(THE PROBLEM)
Count the lines in the material below that contain the string "pale", with case counting, and reply with only the number.

(DATASET ROWS)
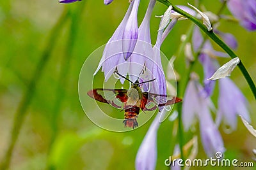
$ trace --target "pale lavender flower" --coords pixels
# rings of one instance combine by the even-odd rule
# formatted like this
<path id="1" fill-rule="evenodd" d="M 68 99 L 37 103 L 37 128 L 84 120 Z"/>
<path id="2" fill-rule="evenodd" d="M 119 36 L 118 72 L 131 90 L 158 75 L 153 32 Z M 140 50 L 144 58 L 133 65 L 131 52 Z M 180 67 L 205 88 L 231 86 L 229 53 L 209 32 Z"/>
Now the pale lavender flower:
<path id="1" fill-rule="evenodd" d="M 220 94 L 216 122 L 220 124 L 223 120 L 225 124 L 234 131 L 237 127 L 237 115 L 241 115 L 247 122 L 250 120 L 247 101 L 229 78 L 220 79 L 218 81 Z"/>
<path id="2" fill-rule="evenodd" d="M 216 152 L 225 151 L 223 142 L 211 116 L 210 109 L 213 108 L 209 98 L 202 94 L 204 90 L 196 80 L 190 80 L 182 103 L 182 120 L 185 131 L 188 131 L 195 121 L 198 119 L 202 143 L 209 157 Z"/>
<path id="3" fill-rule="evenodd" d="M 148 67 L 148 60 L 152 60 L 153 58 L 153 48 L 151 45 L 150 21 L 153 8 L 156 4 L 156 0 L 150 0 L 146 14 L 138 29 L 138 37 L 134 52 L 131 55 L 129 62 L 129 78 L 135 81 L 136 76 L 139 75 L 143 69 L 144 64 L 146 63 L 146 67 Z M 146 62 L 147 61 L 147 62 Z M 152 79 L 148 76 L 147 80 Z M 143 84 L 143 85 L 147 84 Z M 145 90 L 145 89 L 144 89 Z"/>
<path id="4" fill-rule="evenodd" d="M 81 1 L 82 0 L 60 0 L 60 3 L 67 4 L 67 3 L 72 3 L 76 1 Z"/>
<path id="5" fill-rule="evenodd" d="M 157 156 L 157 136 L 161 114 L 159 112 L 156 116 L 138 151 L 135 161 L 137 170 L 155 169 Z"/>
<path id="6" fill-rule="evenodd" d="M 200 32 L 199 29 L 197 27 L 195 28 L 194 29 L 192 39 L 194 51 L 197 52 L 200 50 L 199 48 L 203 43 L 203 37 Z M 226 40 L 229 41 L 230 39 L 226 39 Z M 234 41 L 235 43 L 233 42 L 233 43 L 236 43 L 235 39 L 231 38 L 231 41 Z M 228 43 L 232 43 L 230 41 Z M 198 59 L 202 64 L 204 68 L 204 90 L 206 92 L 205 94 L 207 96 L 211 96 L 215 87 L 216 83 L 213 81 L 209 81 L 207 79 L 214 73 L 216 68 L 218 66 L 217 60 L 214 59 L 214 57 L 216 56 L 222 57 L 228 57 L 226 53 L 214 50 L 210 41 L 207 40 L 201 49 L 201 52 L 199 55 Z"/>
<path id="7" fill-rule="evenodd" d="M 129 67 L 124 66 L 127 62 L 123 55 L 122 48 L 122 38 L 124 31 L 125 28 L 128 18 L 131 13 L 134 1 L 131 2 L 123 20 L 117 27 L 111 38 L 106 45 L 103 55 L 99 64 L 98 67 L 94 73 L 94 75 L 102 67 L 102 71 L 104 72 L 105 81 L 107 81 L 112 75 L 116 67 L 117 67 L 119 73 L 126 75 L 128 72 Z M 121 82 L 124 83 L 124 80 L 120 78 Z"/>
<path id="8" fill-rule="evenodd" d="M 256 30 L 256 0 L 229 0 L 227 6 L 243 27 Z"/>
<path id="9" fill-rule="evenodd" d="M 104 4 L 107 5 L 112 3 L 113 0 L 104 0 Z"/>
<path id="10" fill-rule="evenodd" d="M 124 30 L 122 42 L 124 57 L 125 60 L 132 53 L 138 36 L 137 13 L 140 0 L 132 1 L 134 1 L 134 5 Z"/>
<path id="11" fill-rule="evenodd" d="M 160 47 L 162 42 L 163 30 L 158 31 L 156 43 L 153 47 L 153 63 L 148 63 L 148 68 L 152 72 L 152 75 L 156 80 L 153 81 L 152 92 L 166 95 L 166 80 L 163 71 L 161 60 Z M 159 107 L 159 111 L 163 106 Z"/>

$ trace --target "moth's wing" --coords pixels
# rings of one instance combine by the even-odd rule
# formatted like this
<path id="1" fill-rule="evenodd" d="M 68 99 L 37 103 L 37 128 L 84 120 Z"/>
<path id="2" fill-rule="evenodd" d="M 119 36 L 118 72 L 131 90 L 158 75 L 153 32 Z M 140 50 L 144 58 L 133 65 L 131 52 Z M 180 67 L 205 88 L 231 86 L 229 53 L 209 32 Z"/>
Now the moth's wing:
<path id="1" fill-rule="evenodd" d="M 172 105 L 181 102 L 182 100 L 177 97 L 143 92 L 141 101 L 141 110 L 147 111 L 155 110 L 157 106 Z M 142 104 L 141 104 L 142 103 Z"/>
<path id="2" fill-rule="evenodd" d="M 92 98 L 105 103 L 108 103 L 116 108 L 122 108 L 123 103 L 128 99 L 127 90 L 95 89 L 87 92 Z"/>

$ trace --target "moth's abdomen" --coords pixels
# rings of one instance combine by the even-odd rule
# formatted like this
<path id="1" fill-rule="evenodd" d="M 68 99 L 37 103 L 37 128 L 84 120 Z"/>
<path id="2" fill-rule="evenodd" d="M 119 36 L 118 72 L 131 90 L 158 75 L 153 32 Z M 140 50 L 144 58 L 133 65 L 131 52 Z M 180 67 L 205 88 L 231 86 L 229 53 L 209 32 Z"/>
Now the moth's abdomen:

...

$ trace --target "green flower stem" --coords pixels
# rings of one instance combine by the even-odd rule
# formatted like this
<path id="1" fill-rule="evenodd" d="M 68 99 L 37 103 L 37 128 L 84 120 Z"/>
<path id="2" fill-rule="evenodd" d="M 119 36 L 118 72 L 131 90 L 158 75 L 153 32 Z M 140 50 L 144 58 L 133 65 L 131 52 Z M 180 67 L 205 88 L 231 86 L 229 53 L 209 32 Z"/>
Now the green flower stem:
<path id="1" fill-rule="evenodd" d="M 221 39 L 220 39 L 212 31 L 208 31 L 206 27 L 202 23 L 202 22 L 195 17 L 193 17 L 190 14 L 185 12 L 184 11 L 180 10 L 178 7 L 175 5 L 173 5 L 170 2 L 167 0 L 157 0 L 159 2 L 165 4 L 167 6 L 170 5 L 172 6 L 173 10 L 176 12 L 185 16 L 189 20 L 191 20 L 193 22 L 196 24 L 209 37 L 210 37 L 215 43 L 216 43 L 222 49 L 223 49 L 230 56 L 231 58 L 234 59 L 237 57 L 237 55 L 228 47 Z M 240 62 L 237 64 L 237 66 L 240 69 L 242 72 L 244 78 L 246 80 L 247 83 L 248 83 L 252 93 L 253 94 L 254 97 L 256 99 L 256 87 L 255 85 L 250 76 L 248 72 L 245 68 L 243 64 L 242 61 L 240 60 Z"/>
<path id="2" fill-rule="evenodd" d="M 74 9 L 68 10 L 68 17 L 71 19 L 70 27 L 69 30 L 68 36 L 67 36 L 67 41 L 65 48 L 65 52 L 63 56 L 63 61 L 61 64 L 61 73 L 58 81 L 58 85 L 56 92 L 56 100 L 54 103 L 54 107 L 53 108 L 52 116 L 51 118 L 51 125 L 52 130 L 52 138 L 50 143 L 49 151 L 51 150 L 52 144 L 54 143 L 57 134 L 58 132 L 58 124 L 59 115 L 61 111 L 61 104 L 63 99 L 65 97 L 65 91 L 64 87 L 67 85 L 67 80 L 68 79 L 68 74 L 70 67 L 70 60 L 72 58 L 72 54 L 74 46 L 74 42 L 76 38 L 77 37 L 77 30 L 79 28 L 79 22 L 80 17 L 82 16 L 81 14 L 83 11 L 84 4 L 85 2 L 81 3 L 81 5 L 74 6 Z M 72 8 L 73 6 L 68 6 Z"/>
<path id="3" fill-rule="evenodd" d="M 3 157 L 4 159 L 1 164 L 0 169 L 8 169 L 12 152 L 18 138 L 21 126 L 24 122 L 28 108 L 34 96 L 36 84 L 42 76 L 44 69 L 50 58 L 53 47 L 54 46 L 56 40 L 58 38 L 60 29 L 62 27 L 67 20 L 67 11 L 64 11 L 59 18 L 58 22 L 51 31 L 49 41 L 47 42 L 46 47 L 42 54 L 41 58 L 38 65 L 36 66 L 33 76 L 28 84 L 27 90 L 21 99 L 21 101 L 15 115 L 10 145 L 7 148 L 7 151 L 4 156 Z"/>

---

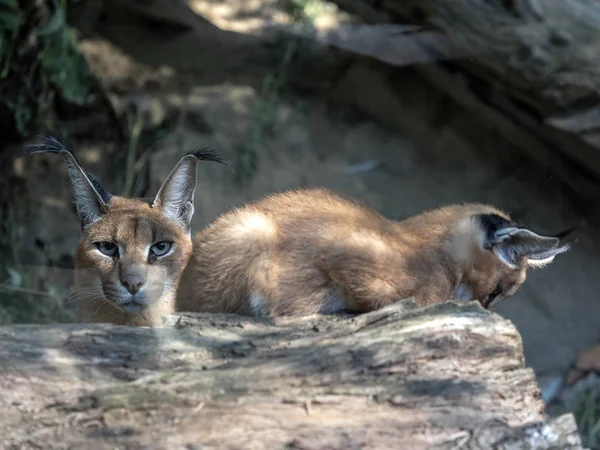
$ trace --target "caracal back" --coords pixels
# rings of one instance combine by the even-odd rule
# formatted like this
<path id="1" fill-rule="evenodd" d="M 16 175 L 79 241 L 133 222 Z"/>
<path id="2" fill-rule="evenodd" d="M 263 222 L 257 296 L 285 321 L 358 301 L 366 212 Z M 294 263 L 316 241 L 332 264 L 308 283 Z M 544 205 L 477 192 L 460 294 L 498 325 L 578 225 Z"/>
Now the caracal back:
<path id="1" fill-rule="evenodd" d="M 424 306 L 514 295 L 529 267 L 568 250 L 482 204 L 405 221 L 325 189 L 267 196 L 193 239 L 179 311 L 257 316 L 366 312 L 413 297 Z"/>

(ANSWER)
2